- WORK REQUIRED -
Revise the lines from the one containing "Every instance of the sky" through the end of the records, inclusive, so that "dot" becomes "point" and everything else stays unchanged.

--- start of RECORDS SUPPLIED ---

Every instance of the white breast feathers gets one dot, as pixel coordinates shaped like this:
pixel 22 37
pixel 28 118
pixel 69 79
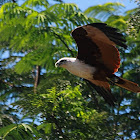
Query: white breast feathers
pixel 79 68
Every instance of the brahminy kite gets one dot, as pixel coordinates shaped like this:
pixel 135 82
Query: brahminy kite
pixel 98 59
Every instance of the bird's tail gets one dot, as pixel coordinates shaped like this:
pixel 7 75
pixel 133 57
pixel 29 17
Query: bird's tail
pixel 126 84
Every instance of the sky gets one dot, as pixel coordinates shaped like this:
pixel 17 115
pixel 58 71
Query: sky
pixel 83 4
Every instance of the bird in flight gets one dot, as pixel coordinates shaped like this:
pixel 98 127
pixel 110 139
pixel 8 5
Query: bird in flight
pixel 98 59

--- end of RECORDS SUPPLIED ---

- CORRECT OUTPUT -
Every instance of the sky gets one point, as pixel coordinates shaped like this:
pixel 17 115
pixel 58 71
Query: sky
pixel 83 4
Every instance of the bird in flight gets one point, as pixel coordinates shaped like this:
pixel 98 127
pixel 110 139
pixel 8 5
Query: bird in flight
pixel 98 59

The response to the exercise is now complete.